+++ Material supplied

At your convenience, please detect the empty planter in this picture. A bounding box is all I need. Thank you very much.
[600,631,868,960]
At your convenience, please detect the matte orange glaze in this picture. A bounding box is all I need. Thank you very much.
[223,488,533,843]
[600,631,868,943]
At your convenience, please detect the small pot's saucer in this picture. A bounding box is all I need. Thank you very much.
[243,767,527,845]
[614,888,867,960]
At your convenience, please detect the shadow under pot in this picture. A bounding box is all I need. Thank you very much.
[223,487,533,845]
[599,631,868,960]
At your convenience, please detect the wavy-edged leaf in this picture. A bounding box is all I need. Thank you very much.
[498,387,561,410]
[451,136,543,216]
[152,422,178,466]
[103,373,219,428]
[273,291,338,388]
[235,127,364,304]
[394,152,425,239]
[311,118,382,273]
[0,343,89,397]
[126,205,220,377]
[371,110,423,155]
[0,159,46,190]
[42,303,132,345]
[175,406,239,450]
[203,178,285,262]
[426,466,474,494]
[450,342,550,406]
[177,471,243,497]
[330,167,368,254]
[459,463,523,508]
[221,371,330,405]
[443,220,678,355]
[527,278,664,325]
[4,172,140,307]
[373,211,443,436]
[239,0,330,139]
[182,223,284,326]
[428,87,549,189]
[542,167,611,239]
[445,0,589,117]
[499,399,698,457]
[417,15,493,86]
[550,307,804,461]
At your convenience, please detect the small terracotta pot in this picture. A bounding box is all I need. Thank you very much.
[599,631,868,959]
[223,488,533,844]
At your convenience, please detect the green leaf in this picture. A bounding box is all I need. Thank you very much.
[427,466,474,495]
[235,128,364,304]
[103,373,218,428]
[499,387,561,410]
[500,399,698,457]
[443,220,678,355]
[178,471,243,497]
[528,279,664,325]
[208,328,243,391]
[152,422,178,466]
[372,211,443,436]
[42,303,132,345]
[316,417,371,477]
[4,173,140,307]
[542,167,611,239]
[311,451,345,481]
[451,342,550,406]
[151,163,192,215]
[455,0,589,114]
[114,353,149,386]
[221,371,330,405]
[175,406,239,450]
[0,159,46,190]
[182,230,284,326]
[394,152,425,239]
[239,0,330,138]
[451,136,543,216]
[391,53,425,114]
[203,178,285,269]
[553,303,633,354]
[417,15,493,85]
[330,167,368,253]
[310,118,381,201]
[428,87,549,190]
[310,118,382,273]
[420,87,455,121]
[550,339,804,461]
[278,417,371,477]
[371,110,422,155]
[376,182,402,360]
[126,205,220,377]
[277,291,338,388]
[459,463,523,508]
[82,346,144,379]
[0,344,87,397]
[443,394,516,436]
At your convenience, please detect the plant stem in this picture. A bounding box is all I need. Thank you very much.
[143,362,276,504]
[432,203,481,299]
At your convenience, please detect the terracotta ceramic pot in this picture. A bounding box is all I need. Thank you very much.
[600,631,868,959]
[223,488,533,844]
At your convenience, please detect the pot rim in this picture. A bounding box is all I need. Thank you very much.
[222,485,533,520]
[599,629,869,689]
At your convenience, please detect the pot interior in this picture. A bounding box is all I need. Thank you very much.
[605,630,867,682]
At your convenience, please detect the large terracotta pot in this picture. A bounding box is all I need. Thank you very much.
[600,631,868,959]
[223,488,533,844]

++++++

(Objective)
Rewrite all of the material above, substituting "clay" for each occurrence of "terracotta" and leaving everything else as it is.

(Result of the exercise)
At your convenience, please detect the empty planter in this picture. A bounding box is all I need. Thank you very much.
[600,631,868,960]
At your convenience, please detect the matte orange glaze in this picture. A bounding box is all I need. Thank you very much.
[223,488,533,843]
[600,631,868,943]
At your convenience, please detect the small pot's saucer in this picture. A bounding box is all I need. Thank you very much.
[243,767,527,845]
[614,888,867,960]
At your convenience, please detect the shadow under pot in this picture. A bounding box is all I need. Thank you very much.
[223,487,533,845]
[599,631,868,960]
At your convenience, please detect the wavy-edged leaf in this picture. A bounding box is all I need. Thank you very much.
[498,387,561,410]
[451,136,543,216]
[152,422,178,466]
[103,373,219,428]
[273,291,338,388]
[235,127,364,304]
[394,152,425,239]
[311,118,382,273]
[0,343,89,397]
[126,205,220,377]
[371,110,423,155]
[0,159,46,190]
[42,303,132,345]
[175,406,239,450]
[203,178,285,262]
[426,466,474,494]
[450,342,550,406]
[177,471,243,497]
[330,167,368,254]
[459,463,523,508]
[221,371,330,405]
[443,220,678,355]
[527,278,664,325]
[4,172,140,307]
[373,211,443,436]
[239,0,330,139]
[182,223,284,326]
[428,87,549,189]
[542,167,611,239]
[445,0,589,117]
[499,399,698,457]
[417,15,493,86]
[550,307,804,461]
At your convenience, please detect the small clay pot in this picture. A bounding box is all I need. Thank you very much.
[599,631,868,959]
[223,488,533,844]
At your convenience, please detect the green leaf in this picture. A bounding box is all I need. Thank you very much.
[427,466,474,495]
[235,128,364,304]
[103,373,218,428]
[499,387,561,410]
[500,399,698,457]
[443,220,678,355]
[178,471,243,497]
[528,279,664,325]
[208,328,243,391]
[152,422,178,466]
[372,211,443,436]
[42,303,132,345]
[316,417,371,477]
[4,173,140,307]
[542,167,611,239]
[311,451,345,481]
[451,342,550,406]
[151,163,192,215]
[455,0,589,114]
[114,353,149,386]
[221,371,330,405]
[175,406,239,450]
[0,159,46,190]
[182,230,284,326]
[394,152,425,239]
[239,0,330,138]
[451,136,543,216]
[391,53,425,114]
[203,178,285,269]
[553,303,633,354]
[417,15,493,85]
[330,167,368,253]
[310,118,381,201]
[428,87,549,190]
[310,118,382,273]
[420,87,455,121]
[550,339,804,461]
[278,417,371,477]
[371,110,422,155]
[376,182,402,360]
[126,205,220,377]
[277,291,338,388]
[459,463,523,508]
[82,346,144,379]
[0,344,87,397]
[443,394,516,436]
At your convenience, please detect the plant stem in this picture. A bounding box is all I need. Thank you very much.
[143,362,276,504]
[432,203,481,299]
At your convenience, please detect the clay ceramic pot in this picture. A bounding box is all I need. Thank you very much.
[600,631,868,959]
[223,488,533,844]
At your convenience, please detect the pot rim in this picture. A bounding box is all I need. Thank you very much.
[222,485,533,520]
[599,629,869,689]
At your convenience, please detect the pot interior in this picture. A bounding box is all I need. Thank you very much.
[605,630,867,682]
At your convenience, please detect the large clay pot in this picture. A bounding box is all I need. Thank you very much.
[600,631,868,959]
[223,488,533,844]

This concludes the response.